- [Consignes]
a. Recopiez le passage de l'extrait qui commence par « De là on passe » et se poursuit jusqu'à « de l'esprit public. ».
b. Présentez sous forme de liste concise le paragraphe de l'extrait qui débute par « De là on passe au traité de paix », en conservant ses faits principaux.
c. Répondez aux questions suivantes d'après l'extrait :
(i) Entre quelles parties le traité de paix a-t-il été conclu ?
(ii) Qui commande l'armée dont il est question ?
(iii) Selon ce qu'on ajoute, quelle sorte d'armée est-ce ?

- [Extrait du document]
◇ ◇ ◇

De là on passe au traité de paix conclu entre la république et le roi de Sardaigne. Quelques-uns admirent le ton de fermeté et de dignité qui y règne, d'autres craignent que ces conditions dictées avec tant de sévérité ne poussent au désespoir les ennemis qui nous restent à combattre; mais ce qui est remarqué avec plaisir, c'est de voir le soin avec lequel on s'occupe d'enrichir la France des dépouilles de nos ennemis, d'arracher de leurs mains les chefs-d'œuvres des arts que la guerre respecte si peu, et que le vandalisme effrayant dont nous avons éprouvé les ravages n'aurait pas épargnés. Aussi, ajoute-t-on, l'armée commandée par Buonaparte n'est pas une armée révolutionnaire, mais républicaine, ce qui n'est pas la même chose. Tel est le résultat de l'esprit public.

◇ ◇ ◇

- [Données fournies]
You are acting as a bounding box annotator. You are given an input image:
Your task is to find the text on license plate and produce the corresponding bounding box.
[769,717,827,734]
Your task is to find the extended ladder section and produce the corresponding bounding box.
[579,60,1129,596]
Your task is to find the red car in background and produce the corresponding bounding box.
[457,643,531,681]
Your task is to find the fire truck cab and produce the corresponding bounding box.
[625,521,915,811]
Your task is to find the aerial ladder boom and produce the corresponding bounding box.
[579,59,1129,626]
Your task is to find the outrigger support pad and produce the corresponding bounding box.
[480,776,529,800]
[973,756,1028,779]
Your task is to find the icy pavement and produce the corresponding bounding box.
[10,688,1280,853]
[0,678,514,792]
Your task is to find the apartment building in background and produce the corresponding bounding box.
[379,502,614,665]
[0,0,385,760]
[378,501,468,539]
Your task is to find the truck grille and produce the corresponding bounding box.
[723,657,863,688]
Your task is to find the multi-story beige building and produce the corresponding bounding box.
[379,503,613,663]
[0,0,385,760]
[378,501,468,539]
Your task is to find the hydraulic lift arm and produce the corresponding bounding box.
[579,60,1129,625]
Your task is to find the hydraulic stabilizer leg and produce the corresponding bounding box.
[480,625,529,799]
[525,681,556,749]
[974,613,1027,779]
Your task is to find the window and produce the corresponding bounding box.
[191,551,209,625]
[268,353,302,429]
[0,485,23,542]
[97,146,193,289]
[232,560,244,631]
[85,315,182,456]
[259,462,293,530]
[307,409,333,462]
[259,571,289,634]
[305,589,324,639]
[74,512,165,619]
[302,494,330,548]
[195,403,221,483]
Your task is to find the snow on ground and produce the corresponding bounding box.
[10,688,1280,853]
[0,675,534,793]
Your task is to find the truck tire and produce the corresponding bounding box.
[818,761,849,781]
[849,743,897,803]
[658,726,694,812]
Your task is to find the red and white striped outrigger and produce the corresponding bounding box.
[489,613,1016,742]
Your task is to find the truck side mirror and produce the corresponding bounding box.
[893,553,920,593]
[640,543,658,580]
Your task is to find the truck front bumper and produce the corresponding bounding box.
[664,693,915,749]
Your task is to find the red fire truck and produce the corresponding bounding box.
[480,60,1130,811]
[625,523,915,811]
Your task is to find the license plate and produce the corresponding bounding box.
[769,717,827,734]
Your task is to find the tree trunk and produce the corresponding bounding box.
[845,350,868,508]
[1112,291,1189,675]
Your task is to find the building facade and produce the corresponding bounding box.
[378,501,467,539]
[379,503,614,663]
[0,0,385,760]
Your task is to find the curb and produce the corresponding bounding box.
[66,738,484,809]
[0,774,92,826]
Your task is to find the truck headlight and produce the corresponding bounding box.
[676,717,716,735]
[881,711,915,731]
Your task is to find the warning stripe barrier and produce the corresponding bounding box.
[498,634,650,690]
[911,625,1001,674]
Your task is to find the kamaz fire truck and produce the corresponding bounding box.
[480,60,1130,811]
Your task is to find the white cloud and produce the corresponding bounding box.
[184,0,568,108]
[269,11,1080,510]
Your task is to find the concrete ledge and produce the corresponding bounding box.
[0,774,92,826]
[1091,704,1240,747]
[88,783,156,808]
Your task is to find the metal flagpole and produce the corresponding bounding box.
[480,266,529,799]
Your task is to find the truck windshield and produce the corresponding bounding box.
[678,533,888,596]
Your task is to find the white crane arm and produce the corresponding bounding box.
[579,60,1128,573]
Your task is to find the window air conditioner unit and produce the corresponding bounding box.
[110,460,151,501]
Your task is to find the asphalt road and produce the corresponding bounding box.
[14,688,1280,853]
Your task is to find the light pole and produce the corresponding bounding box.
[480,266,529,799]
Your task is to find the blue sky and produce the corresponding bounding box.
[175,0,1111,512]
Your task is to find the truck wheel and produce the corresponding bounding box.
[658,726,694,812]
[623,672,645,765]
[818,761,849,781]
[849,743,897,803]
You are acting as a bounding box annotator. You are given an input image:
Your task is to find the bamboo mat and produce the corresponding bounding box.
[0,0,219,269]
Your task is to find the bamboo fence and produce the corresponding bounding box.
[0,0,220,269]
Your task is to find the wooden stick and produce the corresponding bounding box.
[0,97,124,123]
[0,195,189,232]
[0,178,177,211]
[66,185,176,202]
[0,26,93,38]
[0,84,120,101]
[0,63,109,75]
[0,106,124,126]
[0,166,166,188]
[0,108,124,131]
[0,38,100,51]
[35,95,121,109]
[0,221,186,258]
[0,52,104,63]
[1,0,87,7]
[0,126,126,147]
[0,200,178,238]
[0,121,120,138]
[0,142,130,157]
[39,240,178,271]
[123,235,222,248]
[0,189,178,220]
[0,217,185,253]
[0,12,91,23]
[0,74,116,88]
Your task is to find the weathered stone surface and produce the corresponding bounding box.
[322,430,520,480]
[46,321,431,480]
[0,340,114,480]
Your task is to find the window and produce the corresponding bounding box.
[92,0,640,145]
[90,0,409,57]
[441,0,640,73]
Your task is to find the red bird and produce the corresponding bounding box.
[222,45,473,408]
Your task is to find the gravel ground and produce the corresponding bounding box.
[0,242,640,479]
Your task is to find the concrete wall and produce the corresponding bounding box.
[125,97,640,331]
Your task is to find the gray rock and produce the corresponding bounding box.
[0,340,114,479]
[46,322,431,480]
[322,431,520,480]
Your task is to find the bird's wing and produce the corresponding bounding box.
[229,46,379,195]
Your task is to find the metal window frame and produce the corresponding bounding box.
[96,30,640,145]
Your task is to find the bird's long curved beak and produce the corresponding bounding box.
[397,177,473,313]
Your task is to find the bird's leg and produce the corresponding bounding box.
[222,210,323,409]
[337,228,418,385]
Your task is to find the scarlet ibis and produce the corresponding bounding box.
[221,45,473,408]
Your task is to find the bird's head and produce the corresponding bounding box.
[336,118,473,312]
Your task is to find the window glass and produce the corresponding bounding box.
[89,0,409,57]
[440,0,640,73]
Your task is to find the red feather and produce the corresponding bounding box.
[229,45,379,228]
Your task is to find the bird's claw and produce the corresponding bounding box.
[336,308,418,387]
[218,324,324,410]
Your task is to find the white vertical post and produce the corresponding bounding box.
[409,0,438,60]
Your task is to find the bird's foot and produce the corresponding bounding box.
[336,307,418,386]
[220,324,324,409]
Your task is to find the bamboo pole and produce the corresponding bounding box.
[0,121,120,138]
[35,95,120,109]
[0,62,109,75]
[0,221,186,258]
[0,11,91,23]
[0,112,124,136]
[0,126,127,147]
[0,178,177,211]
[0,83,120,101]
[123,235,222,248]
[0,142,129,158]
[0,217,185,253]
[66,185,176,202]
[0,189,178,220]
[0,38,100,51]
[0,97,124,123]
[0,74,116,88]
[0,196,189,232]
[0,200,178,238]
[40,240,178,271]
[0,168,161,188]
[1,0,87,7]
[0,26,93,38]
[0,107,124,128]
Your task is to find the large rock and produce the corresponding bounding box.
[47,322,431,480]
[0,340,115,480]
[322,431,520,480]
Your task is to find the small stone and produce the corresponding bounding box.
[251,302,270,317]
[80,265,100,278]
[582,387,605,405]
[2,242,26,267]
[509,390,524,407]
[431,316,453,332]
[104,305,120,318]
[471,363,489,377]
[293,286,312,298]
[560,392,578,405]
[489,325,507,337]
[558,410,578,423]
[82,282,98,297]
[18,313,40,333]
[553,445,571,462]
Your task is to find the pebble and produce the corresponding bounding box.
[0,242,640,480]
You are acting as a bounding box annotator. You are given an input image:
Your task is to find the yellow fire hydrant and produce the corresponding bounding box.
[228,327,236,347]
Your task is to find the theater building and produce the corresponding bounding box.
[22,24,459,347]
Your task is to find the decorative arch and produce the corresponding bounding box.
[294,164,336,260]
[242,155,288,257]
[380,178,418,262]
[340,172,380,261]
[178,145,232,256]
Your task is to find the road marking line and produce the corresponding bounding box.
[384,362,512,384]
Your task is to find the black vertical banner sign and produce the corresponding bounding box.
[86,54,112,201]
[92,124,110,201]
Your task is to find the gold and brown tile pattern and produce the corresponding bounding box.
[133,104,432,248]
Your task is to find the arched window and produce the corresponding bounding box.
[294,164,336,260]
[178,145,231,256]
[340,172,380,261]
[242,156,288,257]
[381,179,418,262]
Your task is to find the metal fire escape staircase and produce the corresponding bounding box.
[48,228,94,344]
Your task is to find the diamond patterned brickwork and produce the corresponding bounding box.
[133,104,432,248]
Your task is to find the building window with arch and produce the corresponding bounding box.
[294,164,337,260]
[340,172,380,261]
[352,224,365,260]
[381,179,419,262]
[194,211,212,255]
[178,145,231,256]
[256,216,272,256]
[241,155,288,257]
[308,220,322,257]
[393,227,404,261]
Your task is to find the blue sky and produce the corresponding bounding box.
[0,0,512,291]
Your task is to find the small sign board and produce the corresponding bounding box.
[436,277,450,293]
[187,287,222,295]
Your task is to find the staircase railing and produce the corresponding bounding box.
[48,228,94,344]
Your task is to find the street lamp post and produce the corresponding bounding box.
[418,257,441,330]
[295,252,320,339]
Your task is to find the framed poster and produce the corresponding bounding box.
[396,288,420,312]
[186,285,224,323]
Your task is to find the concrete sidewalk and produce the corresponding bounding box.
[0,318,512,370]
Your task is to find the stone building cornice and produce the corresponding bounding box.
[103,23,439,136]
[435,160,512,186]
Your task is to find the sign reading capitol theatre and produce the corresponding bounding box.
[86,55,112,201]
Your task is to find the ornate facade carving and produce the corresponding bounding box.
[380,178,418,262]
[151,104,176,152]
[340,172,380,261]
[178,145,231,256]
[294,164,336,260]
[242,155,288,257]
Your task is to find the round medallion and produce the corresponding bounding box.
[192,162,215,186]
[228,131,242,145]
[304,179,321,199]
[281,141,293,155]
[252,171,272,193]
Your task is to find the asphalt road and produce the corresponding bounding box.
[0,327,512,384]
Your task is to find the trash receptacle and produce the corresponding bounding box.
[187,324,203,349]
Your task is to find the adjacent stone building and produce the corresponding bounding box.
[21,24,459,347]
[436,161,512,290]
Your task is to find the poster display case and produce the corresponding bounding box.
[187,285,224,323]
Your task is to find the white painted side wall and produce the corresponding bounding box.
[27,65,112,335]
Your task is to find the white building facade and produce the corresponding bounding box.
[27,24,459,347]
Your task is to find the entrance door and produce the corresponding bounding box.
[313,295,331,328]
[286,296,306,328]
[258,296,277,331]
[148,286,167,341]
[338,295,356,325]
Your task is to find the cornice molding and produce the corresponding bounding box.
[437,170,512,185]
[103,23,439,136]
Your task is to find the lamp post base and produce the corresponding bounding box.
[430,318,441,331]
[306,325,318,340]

◇ ◇ ◇

- [Réponses finales]
a.
De là on passe au traité de paix conclu entre la république et le roi de Sardaigne. Quelques-uns admirent le ton de fermeté et de dignité qui y règne, d'autres craignent que ces conditions dictées avec tant de sévérité ne poussent au désespoir les ennemis qui nous restent à combattre; mais ce qui est remarqué avec plaisir, c'est de voir le soin avec lequel on s'occupe d'enrichir la France des dépouilles de nos ennemis, d'arracher de leurs mains les chefs-d'œuvres des arts que la guerre respecte si peu, et que le vandalisme effrayant dont nous avons éprouvé les ravages n'aurait pas épargnés. Aussi, ajoute-t-on, l'armée commandée par Buonaparte n'est pas une armée révolutionnaire, mais républicaine, ce qui n'est pas la même chose. Tel est le résultat de l'esprit public.

b.
- Le traité de paix conclu entre la république et le roi de Sardaigne est commenté.
- Certains admirent la fermeté et la dignité de son ton ; d'autres craignent que ses conditions sévères ne poussent au désespoir les ennemis restants.
- On note avec plaisir le soin mis à enrichir la France des dépouilles de ses ennemis, notamment des chefs-d'œuvre des arts, que la guerre respecte peu et que le vandalisme n'aurait pas épargnés.
- On ajoute que l'armée commandée par Buonaparte n'est pas révolutionnaire, mais républicaine.
- Tel est le résultat de l'esprit public.

c.
(i) Entre la république et le roi de Sardaigne.
(ii) Buonaparte.
(iii) Une armée républicaine, et non révolutionnaire.